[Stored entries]
_ _ _

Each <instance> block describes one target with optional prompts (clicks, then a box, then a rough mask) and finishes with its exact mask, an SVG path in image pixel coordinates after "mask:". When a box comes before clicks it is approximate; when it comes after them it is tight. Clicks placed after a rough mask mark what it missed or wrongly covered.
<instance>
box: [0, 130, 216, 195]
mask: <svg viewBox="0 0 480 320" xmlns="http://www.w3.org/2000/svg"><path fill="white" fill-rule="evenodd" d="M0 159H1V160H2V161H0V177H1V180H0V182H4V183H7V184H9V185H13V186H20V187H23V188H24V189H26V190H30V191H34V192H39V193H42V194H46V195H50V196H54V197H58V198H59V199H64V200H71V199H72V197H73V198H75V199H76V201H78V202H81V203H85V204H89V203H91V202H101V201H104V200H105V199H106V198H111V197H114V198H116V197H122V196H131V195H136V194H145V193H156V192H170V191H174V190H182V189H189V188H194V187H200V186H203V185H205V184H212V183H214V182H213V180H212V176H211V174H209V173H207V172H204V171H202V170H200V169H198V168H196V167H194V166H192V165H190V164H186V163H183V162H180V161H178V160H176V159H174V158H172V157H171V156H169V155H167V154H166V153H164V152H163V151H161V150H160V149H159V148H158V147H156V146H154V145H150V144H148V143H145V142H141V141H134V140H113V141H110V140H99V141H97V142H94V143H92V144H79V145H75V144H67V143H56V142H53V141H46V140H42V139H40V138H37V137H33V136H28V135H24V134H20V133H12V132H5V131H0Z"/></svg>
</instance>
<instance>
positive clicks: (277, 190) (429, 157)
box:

_ _ _

Reproduce every line of the data above verbatim, changing no character.

Each <instance> block describes one target with optional prompts (clicks, then a box, then a rough mask) and finishes with its exact mask, an SVG path in image pixel coordinates after "mask:". When a box comes before clicks it is approximate; when it comes after them it is tight. Clicks placed after a rough mask mark what it missed or wrongly covered.
<instance>
box: [0, 130, 216, 195]
mask: <svg viewBox="0 0 480 320" xmlns="http://www.w3.org/2000/svg"><path fill="white" fill-rule="evenodd" d="M0 159H1V160H2V161H0V177H1V180H0V182H4V183H7V184H9V185H13V186H20V187H23V188H24V189H26V190H30V191H34V192H39V193H42V194H46V195H50V196H54V197H58V198H59V199H64V200H71V199H72V197H73V198H75V199H76V201H78V202H81V203H85V204H89V203H91V202H101V201H104V200H105V199H106V198H111V197H114V198H116V197H122V196H131V195H136V194H145V193H156V192H170V191H174V190H182V189H189V188H194V187H200V186H203V185H205V184H212V183H214V182H213V180H212V176H211V174H209V173H207V172H204V171H202V170H200V169H198V168H196V167H194V166H192V165H190V164H186V163H183V162H180V161H178V160H176V159H174V158H172V157H171V156H169V155H167V154H166V153H164V152H163V151H161V150H160V149H159V148H158V147H156V146H154V145H150V144H148V143H145V142H141V141H134V140H113V141H110V140H99V141H97V142H94V143H92V144H79V145H75V144H67V143H56V142H53V141H46V140H42V139H40V138H37V137H33V136H28V135H24V134H20V133H12V132H5V131H0Z"/></svg>
</instance>
<instance>
positive clicks: (277, 190) (429, 157)
box:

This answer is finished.